Document text
I left that job to begin a telecommuting position at a boutique creative agency. I was a traffic manager. Some of you will know what that is, the rest of you will likely need to know that I spent my days sending emails and managing MS Excel spreadsheets. It was fine, but I needed an outlet.

I’d been messing around on guitar for a while (they’re more portable than my first instrument, drums), and I knew I could sing, so I started playing open mic nights in and around town. Through those, I got a gig playing weekly at a dive bar on the Elmwood Strip, where I’d mix in original songs I’d written with covers and acoustic mashups. And that was fun, too.

I also had been commenting on Deadspin for a while, and decided I, too, could blog about sports. So I started doing that. That was how I started writing. I’d move on to launch a blog where I’d review beer, too.

I decided since I could work from anywhere, I had no real reason to stay in Buffalo, so I scoured the country looking for a new home. I settled upon Austin and moved there on January 1, 2011. I knew no one. I brought almost nothing. Now I have more, and I still live there, and still have that cat.

Living in Austin was lonely for the first year, so in year two I started playing open mics again, which led to me meeting a lot of wild and wonderful people, and also led me to start playing shows 3–4 nights per week in the Live Music Capital of the World (TM). Through sheer repetition, I got decent at it. By continuing to show up, I got connected with people who could help me grow my career. I wrote even more original music. I recorded an album. I toured a little bit. I even got myself on TV a couple of times.

My telecommuting job had run its course, and I was still blogging about sports, so I decided to get a job that was a bit more creative. I briefly did some freelance web copy, then I landed a position as a marketing director at a publishing company. This was a disaster. Within six months, I’d been fired, but I did, however, accumulate a treasure chest of websites I’d written, which would prove to be useful when I applied to a very large technology company to write their banner ads. It took seven weeks, but I got that job.

Requirements
**A)** In the career account, swap "Buffalo" for "Cleveland" and write out the part that opens with the words containing "I also had been" and closes with "have that cat.".
**B)** According to the career account, on what date did the writer move to Austin?
**C)** Decide whether each statement agrees with the career account, answering yes or no and quoting the words that settle it: (i) The writer's first instrument was drums. (ii) The writer held the marketing director position for more than a year. (iii) Getting the banner ad job took seven weeks.
These records come from a separate source.

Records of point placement
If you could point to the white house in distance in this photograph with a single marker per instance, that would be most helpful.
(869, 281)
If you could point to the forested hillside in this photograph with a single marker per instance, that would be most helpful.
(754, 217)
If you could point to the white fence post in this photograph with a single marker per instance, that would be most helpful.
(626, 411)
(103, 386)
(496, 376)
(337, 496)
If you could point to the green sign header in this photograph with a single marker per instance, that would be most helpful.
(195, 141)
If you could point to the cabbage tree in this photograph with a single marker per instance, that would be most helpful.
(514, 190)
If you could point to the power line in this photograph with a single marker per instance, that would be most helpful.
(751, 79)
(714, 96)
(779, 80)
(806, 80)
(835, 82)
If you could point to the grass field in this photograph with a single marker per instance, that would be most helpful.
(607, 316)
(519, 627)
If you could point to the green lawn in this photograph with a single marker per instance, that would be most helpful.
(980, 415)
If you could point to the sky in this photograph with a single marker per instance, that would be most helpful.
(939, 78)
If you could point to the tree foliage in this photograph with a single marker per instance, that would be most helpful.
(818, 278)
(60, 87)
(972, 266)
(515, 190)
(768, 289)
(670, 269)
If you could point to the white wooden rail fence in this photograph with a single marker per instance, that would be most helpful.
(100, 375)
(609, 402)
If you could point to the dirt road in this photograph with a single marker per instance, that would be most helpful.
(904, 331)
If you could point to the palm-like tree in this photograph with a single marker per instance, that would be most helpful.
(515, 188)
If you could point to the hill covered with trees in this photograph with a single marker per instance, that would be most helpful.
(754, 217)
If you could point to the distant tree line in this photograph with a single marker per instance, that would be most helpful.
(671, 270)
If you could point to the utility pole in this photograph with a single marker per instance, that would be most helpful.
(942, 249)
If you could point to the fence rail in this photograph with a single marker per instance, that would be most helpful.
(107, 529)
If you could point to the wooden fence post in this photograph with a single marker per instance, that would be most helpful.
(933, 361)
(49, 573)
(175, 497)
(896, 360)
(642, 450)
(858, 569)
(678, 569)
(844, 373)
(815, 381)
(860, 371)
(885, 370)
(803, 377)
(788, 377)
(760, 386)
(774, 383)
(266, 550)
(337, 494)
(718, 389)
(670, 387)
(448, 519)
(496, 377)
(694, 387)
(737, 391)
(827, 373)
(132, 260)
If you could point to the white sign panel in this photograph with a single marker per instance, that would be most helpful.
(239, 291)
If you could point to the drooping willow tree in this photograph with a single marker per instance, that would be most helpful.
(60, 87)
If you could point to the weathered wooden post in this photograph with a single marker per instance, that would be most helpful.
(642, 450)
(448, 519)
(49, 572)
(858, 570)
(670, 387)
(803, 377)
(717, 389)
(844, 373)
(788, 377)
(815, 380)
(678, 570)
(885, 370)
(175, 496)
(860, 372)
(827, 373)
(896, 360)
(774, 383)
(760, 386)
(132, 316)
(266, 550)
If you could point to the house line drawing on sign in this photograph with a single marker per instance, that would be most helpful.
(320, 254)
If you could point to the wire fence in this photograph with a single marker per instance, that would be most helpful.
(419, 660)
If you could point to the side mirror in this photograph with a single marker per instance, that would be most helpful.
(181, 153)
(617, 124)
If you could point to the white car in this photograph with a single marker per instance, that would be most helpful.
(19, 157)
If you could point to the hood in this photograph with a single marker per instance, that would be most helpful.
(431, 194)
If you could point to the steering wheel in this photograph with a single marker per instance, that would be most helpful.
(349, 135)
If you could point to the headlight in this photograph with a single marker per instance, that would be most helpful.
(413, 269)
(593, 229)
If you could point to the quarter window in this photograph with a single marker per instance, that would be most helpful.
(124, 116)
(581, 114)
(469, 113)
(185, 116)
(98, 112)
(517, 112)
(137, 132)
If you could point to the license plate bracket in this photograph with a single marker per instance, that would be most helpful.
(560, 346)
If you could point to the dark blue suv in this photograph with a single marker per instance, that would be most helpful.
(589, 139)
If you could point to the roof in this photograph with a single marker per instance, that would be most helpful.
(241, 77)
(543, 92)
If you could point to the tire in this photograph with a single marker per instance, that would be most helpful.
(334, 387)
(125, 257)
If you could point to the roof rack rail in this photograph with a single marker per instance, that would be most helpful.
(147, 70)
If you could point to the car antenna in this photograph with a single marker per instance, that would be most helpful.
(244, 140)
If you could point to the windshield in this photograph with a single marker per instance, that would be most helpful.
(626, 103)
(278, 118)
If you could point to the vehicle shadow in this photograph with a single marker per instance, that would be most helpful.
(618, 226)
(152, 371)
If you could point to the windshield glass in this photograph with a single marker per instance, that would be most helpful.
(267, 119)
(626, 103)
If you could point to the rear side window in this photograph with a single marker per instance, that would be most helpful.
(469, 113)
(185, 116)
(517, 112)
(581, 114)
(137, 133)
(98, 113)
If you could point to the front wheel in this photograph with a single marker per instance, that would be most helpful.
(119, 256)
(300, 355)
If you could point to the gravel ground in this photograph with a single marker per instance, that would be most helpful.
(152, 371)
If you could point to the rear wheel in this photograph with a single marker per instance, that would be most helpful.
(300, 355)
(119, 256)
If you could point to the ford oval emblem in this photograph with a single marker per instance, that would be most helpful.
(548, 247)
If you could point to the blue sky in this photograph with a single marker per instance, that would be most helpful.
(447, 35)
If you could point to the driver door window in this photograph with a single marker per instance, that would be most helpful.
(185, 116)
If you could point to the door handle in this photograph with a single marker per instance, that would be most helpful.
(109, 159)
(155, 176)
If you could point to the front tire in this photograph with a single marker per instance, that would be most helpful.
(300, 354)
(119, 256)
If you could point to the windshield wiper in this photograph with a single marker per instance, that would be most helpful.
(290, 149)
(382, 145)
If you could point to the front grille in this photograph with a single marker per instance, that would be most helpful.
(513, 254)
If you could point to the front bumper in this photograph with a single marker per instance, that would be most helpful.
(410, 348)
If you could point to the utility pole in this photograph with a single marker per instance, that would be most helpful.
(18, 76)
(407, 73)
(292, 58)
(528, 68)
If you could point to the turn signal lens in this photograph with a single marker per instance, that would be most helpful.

Solutions
**A)**
I also had been commenting on Deadspin for a while, and decided I, too, could blog about sports. So I started doing that. That was how I started writing. I’d move on to launch a blog where I’d review beer, too.

I decided since I could work from anywhere, I had no real reason to stay in Cleveland, so I scoured the country looking for a new home. I settled upon Austin and moved there on January 1, 2011. I knew no one. I brought almost nothing. Now I have more, and I still live there, and still have that cat.

**B)** January 1, 2011.

**C)**
(i) Yes: "they’re more portable than my first instrument, drums"
(ii) No: "Within six months, I’d been fired"
(iii) Yes: "It took seven weeks, but I got that job."